== Supplied text ==

▼

You mean you're still hunched down like that. WOW. That's major self-control, like the yogis of India. Or Jellystone Park. Or baseball. One of them.


----------



## EvilPrincess (Nov 4, 2005)

I've run across TFS in different venue's, including one that is a women's only forum. One of the things that I have learned is that Sue is supportive, kind, and incredibly positive. She is willing to share the deep dark things that we all have issues with, she also shares her solutions. She has a partner in her life and when she writes about her life she writes about Art. Sue gets noticed when she posts to any board or newsgroup. She is a large and confident woman on line and in life. I appreciate Sue, her stories, and being able to get a peak at her life with Art. 

I guess I am confused about what the link means. Something funny? Something mean? I am a Sue fan and it seems where there is Sue there is Art.... so yes I am an Art Fan....


----------



## Jes (Nov 4, 2005)

EvilPrincess said:


> I've run across TFS in different venue's, including one that is a women's only forum. One of the things that I have learned is that Sue is supportive, kind, and incredibly positive. ..




I would agree with this.


----------



## Boteroesque Babe (Nov 4, 2005)

I agree with Carrie. I thought the original pokes in the ribs were funny and appropriate (including the site), but the subsequent pile-on is unfortunate.


----------



## waitingforsuperman (Nov 4, 2005)

Boteroesque Babe said:


> I agree with Carrie. I thought the original pokes in the ribs were funny and appropriate (including the site), but the subsequent pile-on is unfortunate.



i'm pretty sure that carrie meant that the site was funny but not appropriate.


----------



## Carrie (Nov 4, 2005)

I just want a Hello, Kitty tee-shirt, really.


----------



## Boteroesque Babe (Nov 4, 2005)

waitingforsuperman said:


> i'm pretty sure that carrie meant that the site was funny but not appropriate.



Okay. Well then, a hair-pulling slap fight between Carrie and I shall now ensue.


----------



## Carrie (Nov 4, 2005)

Boteroesque Babe said:


> Okay. Well then, a hair-pulling slap fight between Carrie and I shall now ensue.



Hell, no. I have a feeling you'd kick my sorry ass into next week.


----------



## Boteroesque Babe (Nov 4, 2005)

Carrie said:


> Hell, no. I have a feeling you'd kick my sorry ass into next week.



In which day next week would you like to land, Miss Carrie?


----------



## fatlane (Nov 4, 2005)

FAT CHICK FIGHT!!!

Oh man, this is the best thread ever!


----------



## TallFatSue (Dec 18, 2005)

Sigh. I try to be tolerant, have a generally positive attitude and just let the small stuff roll off my back. But after one incident too many this morning involving artfan9000, there comes a time when I must quote the great philosopher, Popeye the Sailor Man:

1. I yam what I yam.
2. I've had all I can stand, I can't stands no more!

So, I'll be on hiatus.


----------



## formerking (Dec 18, 2005)

TallFatSue said:


> Sigh. I try to be tolerant, have a generally positive attitude and just let the small stuff roll off my back. But after one incident too many this morning involving artfan9000, there comes a time when I must quote the great philosopher, Popeye the Sailor Man:
> 
> 1. I yam what I yam.

▲

== What is needed ==
Extend the forum thread about TallFatSue from the point where it stops. The listing after this point comes from a separate source, not from the forum thread.

== Data ==
▼

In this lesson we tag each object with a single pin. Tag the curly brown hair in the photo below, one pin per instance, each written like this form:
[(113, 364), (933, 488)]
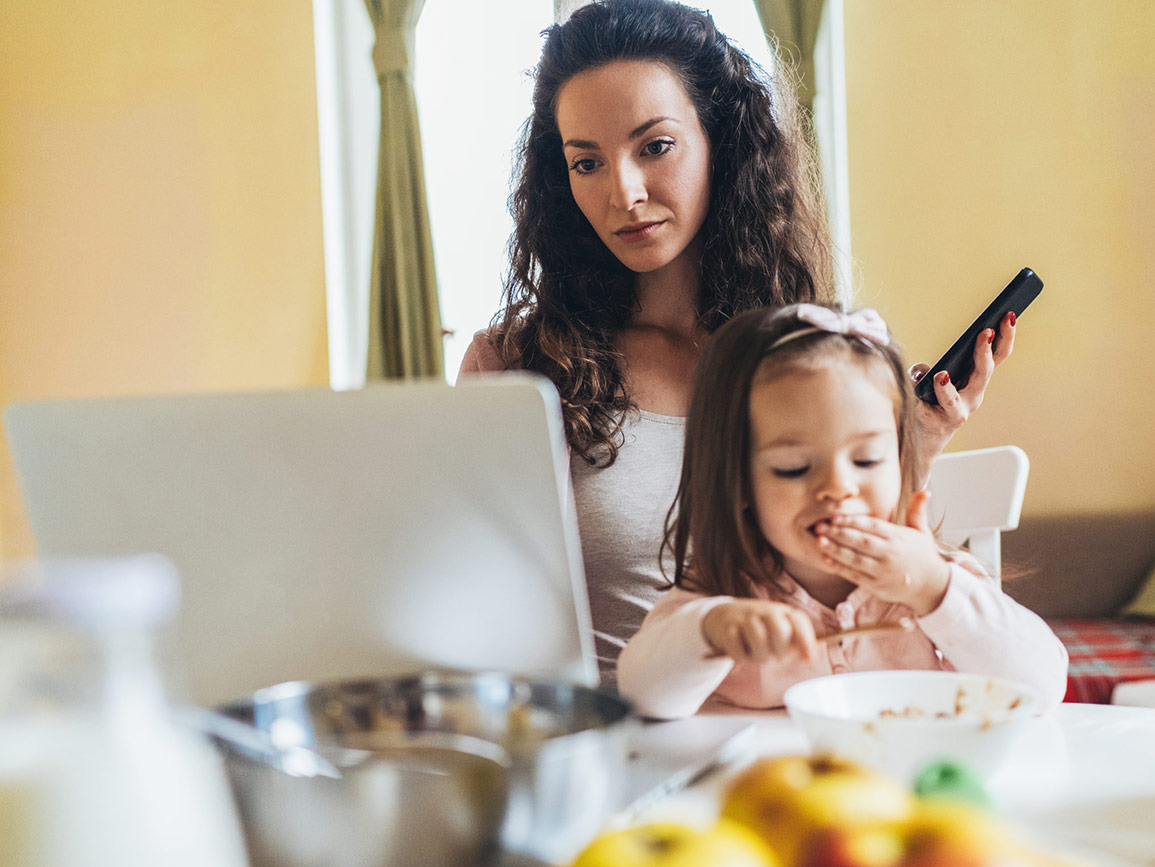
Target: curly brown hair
[(765, 240)]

▲

== Solved exercise ==
> 2. I've had all I can stand, I can't stands no more!
> ...




As an avid reader of your postings I hope your hiatus will be not a long one. 
Formerking


----------



## Cynthia (Dec 18, 2005)

Sue, I hope -- just as formerking does -- that your hiatus will be a short one. Your descriptions of life with Art are always charming, and I'm sure that many of us would like to enjoy long-term relationships that are similarly loving, supportive, and playful. You are valued, TFS.


----------



## fatlane (Dec 18, 2005)

Hey, Sue, we love ya. You won't be banned, artfan9000 will. That's where my bet is, anyway.

Come on back and let love rule.


----------



## ThatFatGirl (Dec 19, 2005)

fatlane said:


> Hey, Sue, we love ya. You won't be banned, artfan9000 will. That's where my bet is, anyway.
> 
> Come on back and let love rule.




Artfan has a warning on the foodee board from Conrad. I'd like to see the ban happen now - the whole point of this ID is harassment, isn't it?

We shouldn't lose Sue to this pr*ck. She has much to contribute to the discussion in the forums. Put me in the "Hoping the hiatus is short" group.

Laura


----------



## SoVerySoft (Dec 19, 2005)

As of today, he/she's been banned.


----------



## TallFatSue (Dec 22, 2005)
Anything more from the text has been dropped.